Stated goal —
According to the spectrometer passage below, since when has IASI provided operational data?

Quoted passage —

====

The measurement technique is based on wide field passive Fourier Transform Spectrometer (operating in the 3.5 - 15.5 μm spectral range) based on an innovative Mertz compensated interferometer to manage the so-called self-apodization effect and the associated spectral resolution degradation.
We will present an overview of the instrument architecture and ongoing instrument development.
What about the weather tomorrow? Will Eyjafjallajökull volcano’s eruptions allow planes to fly in the coming days? Does our planet become warmer? The challenges of meteorology, atmospheric chemistry and climate monitoring are more and more present in our society and in our daily lives.
For over 25 years CNES invest on spacecraft missions for studying, monitoring and understanding our Atmosphere , and especially on spectrometer or interferometer based instruments [2,3,4] for delivering data to operational meteorology community and atmospheric chemistry community.
Thus was born the IASI mission which has been designed for operational meteorological soundings and for atmospheric chemistry by estimating and monitoring trace gases like ozone, methane or carbon monoxide on a global scale. It provides since October 2006 operational data  with a very high level of accuracy. The role of the IASI instrument is to monitor the Atmosphere in the infrared band (from 3.6 µm to 15.5 µm) thanks to the use of a Michelson interferometer. For co registration with AVHRR imager present on the same satellite (METOP), IASI has an integrated infrared imager.
The IASI-NG mission  aims to provide continuity of the IASI service but with a challenging performances improvement with respect to IASI’s ones. The Table 1 gives the main instrument requirements. These new needs exhibit a spectral resolution and a signal-to-noise ratio improved by a factor two compared with IASI. First idea to fulfill the requirements is, compared to IASI, to increase the interferometer Optical Path Difference (OPD) range (to obtain the desired spectral resolution and spectral sampling) and to increase the pupil size and/or the time observing the signal to cope with the radiometric noise.

====

Entries supplied —

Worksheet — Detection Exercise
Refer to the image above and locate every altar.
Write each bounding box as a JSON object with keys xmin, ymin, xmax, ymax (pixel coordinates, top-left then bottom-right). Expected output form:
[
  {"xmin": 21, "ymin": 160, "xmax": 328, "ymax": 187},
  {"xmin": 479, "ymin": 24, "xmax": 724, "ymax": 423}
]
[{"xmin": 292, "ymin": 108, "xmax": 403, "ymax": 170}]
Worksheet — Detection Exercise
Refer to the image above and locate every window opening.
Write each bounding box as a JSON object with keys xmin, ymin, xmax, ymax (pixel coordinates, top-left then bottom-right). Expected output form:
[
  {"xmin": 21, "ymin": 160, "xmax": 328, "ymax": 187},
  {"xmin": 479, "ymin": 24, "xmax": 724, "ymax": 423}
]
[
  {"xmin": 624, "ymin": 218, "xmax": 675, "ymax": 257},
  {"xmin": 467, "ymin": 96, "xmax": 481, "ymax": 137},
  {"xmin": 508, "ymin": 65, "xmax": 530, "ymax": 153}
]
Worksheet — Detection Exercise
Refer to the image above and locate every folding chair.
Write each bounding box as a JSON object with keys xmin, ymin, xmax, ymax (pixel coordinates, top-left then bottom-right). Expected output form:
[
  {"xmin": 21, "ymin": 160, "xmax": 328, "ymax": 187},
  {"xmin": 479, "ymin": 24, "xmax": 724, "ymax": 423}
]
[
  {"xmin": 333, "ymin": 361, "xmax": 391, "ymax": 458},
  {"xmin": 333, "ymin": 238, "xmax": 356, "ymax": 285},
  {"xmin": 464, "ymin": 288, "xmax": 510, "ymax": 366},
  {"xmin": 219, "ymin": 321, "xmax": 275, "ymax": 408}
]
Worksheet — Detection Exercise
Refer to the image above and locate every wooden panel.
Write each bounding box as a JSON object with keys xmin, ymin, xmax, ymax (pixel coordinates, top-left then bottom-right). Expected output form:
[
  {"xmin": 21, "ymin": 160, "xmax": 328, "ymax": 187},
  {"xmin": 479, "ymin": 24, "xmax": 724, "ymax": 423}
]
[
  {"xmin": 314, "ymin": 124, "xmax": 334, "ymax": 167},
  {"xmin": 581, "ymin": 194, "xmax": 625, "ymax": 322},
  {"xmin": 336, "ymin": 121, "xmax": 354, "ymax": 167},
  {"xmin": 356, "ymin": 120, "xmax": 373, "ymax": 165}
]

====

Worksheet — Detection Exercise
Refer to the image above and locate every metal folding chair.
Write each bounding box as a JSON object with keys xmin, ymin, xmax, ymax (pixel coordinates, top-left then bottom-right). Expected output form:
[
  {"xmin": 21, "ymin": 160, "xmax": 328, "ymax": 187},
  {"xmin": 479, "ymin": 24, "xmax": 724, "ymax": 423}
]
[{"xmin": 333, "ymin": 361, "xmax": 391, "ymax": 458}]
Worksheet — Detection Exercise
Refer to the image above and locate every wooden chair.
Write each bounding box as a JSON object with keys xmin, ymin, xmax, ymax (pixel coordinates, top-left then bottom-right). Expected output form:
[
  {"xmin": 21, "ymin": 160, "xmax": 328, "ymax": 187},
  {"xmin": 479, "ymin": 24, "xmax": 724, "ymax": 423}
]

====

Completed exercise —
Since October 2006.